**Directive**: In the entries below, replace "instance" with "object" and reproduce the lines with no other changes. Omit the pictures from your output.

# # # #

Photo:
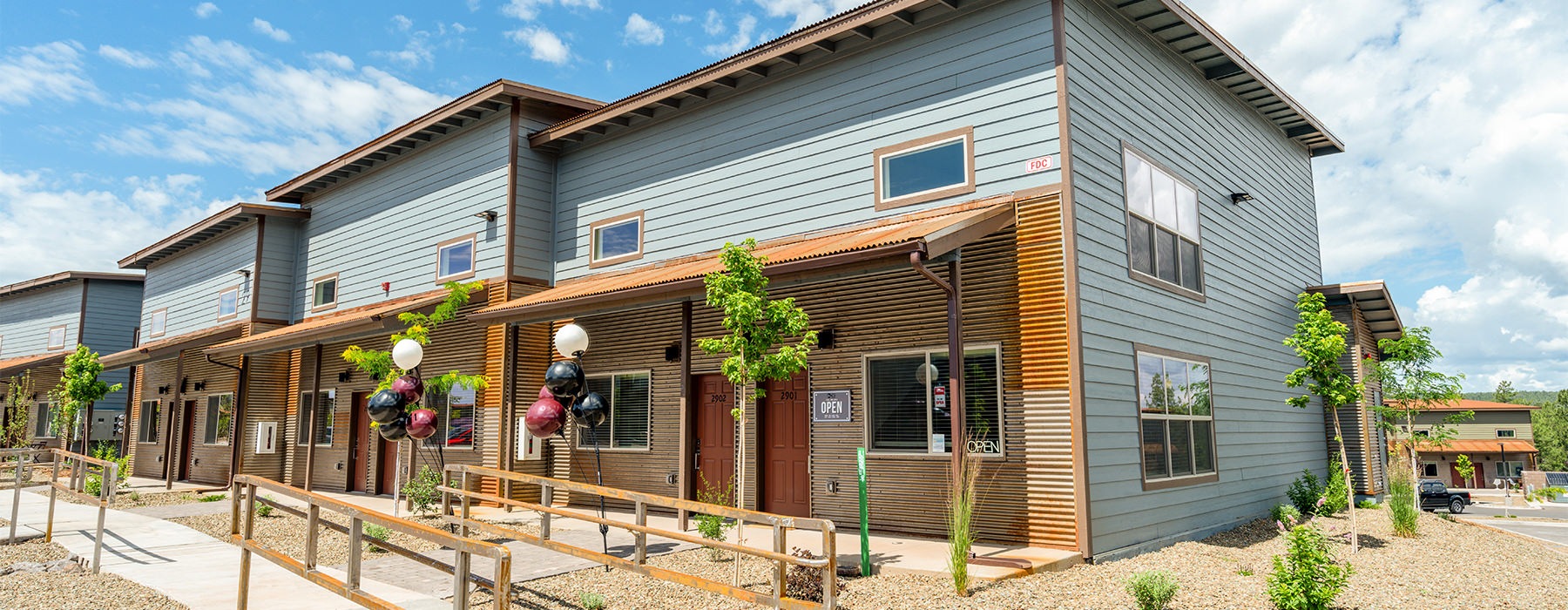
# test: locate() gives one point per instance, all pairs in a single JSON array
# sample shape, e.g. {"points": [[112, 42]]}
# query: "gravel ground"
{"points": [[1450, 565], [58, 590], [287, 533]]}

# # # #

**Correct output**:
Photo:
# test: locate() gives one point per object, all pairs in a single JSON array
# sample shape, e.g. {"points": [[112, 42]]}
# query: "gravel ground"
{"points": [[1450, 565], [58, 590], [287, 533]]}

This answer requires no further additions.